Terms of Sevice – For Publishers

This Document sets out the conditions upon which Publisher’s Internationale (Pi) is placing content with the Publisher.  Once the Insertion Order (IO) is accepted by the Publisher or its authorized representative, these are the terms between Pi and the Publisher for the placement.  No terms in any Publisher document, however expressed, will have any application to this contract and they are hereby expressly excluded to the extent inconsistent with this document.  Except as expressly stated in this document, all other representations and terms, express or implied, written or otherwise, and whether given by a Pi representative or otherwise, that would bear upon the subject matter of the IO and would qualify, add to or amend it, are hereby excluded and negated.

 

1.          These terms & Conditions will be deemed to be accepted on acceptance of IO.

::::::::::

PROBLEM REQUIREMENTS
Carry on the publisher terms of service above, starting right after its first numbered clause.

DATASET
::::::::::

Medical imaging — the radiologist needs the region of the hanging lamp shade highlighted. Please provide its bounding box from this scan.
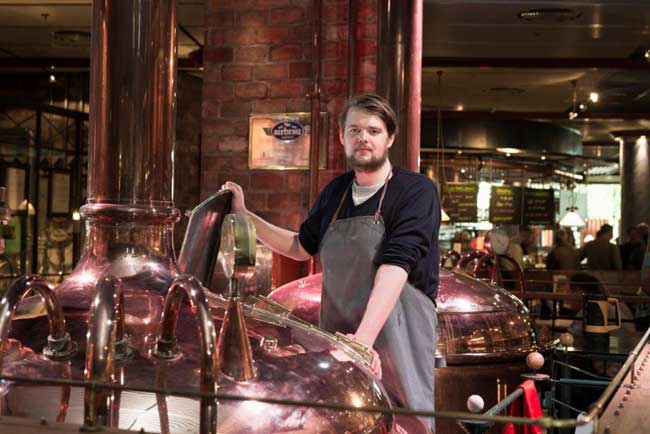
[440,208,451,223]
[560,207,586,228]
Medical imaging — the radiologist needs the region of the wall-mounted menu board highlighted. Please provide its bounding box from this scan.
[489,186,522,225]
[524,188,555,226]
[442,183,478,223]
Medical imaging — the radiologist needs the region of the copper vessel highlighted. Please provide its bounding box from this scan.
[269,268,551,433]
[0,0,418,434]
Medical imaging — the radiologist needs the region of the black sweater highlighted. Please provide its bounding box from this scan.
[299,167,440,300]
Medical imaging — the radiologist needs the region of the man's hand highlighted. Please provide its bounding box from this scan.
[221,181,247,214]
[346,334,382,380]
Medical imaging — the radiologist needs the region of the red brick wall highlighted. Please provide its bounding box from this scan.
[201,0,377,284]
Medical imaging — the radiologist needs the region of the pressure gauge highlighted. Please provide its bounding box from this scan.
[485,229,510,255]
[219,214,256,279]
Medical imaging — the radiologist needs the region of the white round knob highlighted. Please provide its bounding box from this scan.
[467,395,485,413]
[560,333,573,347]
[526,351,544,371]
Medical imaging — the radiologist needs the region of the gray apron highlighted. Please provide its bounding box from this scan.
[319,174,437,430]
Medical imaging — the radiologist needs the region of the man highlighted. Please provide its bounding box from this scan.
[223,94,440,429]
[580,223,623,271]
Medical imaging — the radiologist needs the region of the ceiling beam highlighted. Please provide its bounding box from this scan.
[0,57,203,72]
[422,56,650,70]
[422,108,650,123]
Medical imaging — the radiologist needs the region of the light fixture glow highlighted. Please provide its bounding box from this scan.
[553,169,585,181]
[560,206,586,228]
[497,148,522,154]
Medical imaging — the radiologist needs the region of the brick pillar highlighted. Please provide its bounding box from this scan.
[201,0,377,285]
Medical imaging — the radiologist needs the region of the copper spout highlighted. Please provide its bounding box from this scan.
[0,275,77,367]
[217,277,257,381]
[153,274,218,434]
[84,274,124,429]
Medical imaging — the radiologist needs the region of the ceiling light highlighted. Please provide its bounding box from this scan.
[560,206,586,228]
[553,169,585,181]
[497,148,522,154]
[517,8,582,23]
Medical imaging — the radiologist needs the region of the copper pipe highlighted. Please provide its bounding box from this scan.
[154,274,219,434]
[88,0,176,206]
[309,0,321,204]
[217,278,257,381]
[0,275,76,367]
[405,0,423,172]
[84,274,124,429]
[348,0,359,98]
[56,0,179,316]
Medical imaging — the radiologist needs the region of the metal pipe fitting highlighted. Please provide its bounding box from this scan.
[153,274,219,434]
[83,274,124,430]
[0,275,77,366]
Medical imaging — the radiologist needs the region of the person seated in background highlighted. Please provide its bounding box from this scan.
[546,228,580,270]
[619,226,645,270]
[580,223,623,271]
[563,273,635,335]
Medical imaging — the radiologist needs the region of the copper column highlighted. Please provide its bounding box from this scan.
[57,0,178,322]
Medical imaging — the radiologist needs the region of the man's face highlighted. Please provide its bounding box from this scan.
[339,108,395,172]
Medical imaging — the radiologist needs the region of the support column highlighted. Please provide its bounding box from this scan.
[377,0,423,171]
[619,130,650,233]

::::::::::

THE REPLY
2.          Pi may in its absolute discretion cancel any advertisement by: (a) giving not less than seven days’ notice in writing to the Publisher without giving any reason; or (b) within Publisher’s deadlines; or (c) as otherwise agreed. In case of cancellation, no charge to the Publisher shall be paid for that part of the campaign which was not executed.

3.          Pi may in its absolute discretion vary the agreed terms of the campaign including but not limited to pausing the campaign and re-running the same at a later date, reviewing the slot bookings or altering the media selection, by giving seven days’ notice of the change to the Publisher without giving any reason. In such cases, the Publisher shall be paid for the work completed until the date of such notice and thereafter only for the performance of the work as modified.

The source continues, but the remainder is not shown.